● Work to complete: The output should consist solely of the line containing "dark trousers, each" and the lines that follow it through the end of the data below.

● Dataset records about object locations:
--------------------------------------------------

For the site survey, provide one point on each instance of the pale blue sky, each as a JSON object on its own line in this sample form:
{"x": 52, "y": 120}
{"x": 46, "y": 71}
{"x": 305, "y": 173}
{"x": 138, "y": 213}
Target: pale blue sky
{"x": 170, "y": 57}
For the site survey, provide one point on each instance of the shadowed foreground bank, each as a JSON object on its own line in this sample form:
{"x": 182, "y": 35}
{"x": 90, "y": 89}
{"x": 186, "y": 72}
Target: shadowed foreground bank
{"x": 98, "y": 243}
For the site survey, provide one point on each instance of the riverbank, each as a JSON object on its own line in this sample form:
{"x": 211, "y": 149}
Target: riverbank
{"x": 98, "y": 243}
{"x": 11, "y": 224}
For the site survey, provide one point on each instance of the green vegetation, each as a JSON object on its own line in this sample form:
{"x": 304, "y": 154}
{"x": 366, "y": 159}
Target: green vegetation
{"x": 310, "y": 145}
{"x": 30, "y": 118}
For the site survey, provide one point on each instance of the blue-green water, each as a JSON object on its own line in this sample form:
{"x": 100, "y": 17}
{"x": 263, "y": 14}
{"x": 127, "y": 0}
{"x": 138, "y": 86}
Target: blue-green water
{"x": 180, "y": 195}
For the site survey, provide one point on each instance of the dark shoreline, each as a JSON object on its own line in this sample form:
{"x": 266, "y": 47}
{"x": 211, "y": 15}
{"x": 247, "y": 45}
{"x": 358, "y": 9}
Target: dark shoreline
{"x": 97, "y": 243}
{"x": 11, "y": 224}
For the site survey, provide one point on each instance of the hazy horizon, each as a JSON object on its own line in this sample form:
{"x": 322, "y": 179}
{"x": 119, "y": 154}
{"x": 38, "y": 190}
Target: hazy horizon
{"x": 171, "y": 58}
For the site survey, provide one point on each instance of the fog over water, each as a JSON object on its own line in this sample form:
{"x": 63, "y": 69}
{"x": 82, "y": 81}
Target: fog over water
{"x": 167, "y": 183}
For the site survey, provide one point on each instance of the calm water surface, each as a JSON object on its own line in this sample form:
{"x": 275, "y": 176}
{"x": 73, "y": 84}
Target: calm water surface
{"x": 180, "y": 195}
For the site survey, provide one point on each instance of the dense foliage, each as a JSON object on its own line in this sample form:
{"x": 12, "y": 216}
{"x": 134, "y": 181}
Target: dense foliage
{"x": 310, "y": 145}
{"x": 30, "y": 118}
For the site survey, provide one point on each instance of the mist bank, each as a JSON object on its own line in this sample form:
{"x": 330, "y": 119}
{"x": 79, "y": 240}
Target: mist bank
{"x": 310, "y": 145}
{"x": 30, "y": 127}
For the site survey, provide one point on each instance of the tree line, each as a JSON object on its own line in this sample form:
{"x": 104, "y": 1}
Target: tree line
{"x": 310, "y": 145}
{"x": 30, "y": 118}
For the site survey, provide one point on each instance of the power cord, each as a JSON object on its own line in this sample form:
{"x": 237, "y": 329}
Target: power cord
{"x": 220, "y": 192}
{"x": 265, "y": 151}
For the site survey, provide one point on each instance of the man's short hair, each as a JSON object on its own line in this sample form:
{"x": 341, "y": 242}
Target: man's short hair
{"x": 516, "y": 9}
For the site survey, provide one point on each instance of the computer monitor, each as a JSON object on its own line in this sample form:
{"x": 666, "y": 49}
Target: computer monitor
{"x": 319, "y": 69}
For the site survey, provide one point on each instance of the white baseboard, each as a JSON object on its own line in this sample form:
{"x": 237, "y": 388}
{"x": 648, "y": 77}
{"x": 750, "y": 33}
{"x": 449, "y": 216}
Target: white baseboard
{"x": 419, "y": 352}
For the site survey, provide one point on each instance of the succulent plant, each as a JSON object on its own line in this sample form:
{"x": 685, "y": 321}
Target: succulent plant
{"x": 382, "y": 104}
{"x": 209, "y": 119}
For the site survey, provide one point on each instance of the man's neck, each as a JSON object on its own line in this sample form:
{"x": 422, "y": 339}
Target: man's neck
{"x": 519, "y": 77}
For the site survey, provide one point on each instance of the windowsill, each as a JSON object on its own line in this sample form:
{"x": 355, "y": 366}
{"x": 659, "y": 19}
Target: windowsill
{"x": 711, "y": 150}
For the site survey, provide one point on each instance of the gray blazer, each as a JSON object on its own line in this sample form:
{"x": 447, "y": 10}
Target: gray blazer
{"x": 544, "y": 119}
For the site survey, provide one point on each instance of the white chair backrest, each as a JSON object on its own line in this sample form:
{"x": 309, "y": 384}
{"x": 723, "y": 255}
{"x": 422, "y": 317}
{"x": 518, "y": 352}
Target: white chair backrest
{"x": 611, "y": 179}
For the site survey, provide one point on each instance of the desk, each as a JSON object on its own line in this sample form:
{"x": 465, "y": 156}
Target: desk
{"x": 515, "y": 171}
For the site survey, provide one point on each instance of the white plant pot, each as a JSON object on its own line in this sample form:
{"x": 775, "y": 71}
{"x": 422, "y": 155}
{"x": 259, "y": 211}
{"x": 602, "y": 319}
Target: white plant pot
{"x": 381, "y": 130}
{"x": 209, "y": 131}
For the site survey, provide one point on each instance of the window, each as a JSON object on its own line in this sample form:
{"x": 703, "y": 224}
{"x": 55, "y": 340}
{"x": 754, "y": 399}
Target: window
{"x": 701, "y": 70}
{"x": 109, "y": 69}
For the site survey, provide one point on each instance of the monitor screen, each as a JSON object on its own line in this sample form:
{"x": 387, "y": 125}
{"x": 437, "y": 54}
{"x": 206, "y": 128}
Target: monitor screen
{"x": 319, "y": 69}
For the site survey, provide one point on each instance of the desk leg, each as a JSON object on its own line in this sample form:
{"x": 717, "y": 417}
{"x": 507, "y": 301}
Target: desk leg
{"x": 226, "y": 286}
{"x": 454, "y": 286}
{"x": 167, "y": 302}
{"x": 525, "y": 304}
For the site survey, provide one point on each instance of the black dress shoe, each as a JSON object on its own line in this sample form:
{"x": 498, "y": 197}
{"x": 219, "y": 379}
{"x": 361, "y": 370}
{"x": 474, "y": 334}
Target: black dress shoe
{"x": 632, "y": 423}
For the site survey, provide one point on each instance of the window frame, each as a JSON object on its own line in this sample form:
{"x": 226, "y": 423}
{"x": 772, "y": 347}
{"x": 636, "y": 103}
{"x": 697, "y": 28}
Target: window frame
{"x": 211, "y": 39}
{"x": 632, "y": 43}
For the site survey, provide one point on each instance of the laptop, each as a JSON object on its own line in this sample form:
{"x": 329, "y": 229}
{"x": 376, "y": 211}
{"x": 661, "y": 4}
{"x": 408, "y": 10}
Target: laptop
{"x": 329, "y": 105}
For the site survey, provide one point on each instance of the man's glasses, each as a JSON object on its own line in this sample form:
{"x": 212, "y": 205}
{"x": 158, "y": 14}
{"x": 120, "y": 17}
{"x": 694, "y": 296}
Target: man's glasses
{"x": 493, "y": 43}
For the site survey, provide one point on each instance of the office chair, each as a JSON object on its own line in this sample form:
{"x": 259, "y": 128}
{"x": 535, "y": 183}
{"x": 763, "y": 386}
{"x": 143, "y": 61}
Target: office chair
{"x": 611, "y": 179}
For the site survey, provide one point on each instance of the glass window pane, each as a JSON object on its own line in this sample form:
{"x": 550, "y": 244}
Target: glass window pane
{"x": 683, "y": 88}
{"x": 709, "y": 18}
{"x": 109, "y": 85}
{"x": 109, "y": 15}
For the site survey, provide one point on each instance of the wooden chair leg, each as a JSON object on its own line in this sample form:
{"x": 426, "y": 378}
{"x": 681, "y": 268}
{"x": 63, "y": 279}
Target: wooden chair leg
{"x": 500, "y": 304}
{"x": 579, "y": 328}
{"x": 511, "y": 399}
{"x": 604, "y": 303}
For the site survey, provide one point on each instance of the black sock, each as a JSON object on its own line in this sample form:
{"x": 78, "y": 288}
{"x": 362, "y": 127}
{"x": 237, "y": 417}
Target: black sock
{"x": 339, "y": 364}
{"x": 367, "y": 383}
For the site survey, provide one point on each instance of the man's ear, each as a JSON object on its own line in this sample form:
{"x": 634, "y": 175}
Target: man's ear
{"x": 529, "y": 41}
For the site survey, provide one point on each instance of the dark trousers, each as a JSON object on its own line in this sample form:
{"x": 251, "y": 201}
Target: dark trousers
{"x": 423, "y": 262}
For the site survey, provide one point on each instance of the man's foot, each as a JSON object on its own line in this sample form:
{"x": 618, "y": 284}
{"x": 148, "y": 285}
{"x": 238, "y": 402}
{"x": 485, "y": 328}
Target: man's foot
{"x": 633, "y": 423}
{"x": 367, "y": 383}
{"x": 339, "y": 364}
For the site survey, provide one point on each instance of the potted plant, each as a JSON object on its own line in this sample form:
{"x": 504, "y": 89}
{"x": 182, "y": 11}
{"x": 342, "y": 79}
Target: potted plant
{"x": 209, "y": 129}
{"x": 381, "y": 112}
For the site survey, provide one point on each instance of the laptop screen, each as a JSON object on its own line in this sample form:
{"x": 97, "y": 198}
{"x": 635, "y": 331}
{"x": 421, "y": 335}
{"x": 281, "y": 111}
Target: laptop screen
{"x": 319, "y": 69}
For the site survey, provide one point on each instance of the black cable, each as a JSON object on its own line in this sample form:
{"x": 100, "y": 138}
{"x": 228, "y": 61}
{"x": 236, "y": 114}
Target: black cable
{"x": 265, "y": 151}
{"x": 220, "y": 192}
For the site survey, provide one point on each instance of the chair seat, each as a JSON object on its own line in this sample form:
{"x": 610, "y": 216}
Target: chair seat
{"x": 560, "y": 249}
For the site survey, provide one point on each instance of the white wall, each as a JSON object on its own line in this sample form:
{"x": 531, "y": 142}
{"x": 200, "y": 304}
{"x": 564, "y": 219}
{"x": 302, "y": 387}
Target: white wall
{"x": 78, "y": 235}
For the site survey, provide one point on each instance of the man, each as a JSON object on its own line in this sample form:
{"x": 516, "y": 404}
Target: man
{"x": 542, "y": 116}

--------------------------------------------------

● Result of this exercise:
For the site survey, provide one point on each instance of the dark trousers, each as a JSON object on its own line in this sample form:
{"x": 251, "y": 201}
Target: dark trousers
{"x": 423, "y": 262}
For the site survey, provide one point on each instance of the man's foot, each as a JSON object on its own line in this sample form:
{"x": 618, "y": 284}
{"x": 148, "y": 285}
{"x": 238, "y": 402}
{"x": 485, "y": 328}
Target: man's foot
{"x": 633, "y": 423}
{"x": 367, "y": 383}
{"x": 339, "y": 364}
For the site survey, provide one point on each instance of the potted plant, each as a JSON object on its own line in this sample form:
{"x": 504, "y": 89}
{"x": 182, "y": 11}
{"x": 342, "y": 79}
Target: potted plant
{"x": 209, "y": 129}
{"x": 381, "y": 112}
For the site survey, provide one point on each instance of the laptop screen, each as a JSON object on its own line in this sample form:
{"x": 97, "y": 198}
{"x": 635, "y": 331}
{"x": 421, "y": 335}
{"x": 281, "y": 111}
Target: laptop screen
{"x": 319, "y": 69}
For the site survey, provide one point on each instance of the black cable, each as a JSON object on its own line in this sample form:
{"x": 100, "y": 138}
{"x": 228, "y": 61}
{"x": 236, "y": 114}
Target: black cable
{"x": 265, "y": 151}
{"x": 220, "y": 192}
For the site survey, provide one point on each instance of the chair seat, each as a JSON object on its own line in this sample form:
{"x": 610, "y": 216}
Target: chair seat
{"x": 560, "y": 249}
For the site survey, provide one point on each instance of the white wall, each as a JSON object on its own line in this sample form:
{"x": 531, "y": 142}
{"x": 200, "y": 304}
{"x": 564, "y": 219}
{"x": 302, "y": 387}
Target: white wall
{"x": 78, "y": 235}
For the site survey, provide one point on each instance of the man, each as a JSON object on its own line in this sample form:
{"x": 516, "y": 404}
Target: man
{"x": 542, "y": 116}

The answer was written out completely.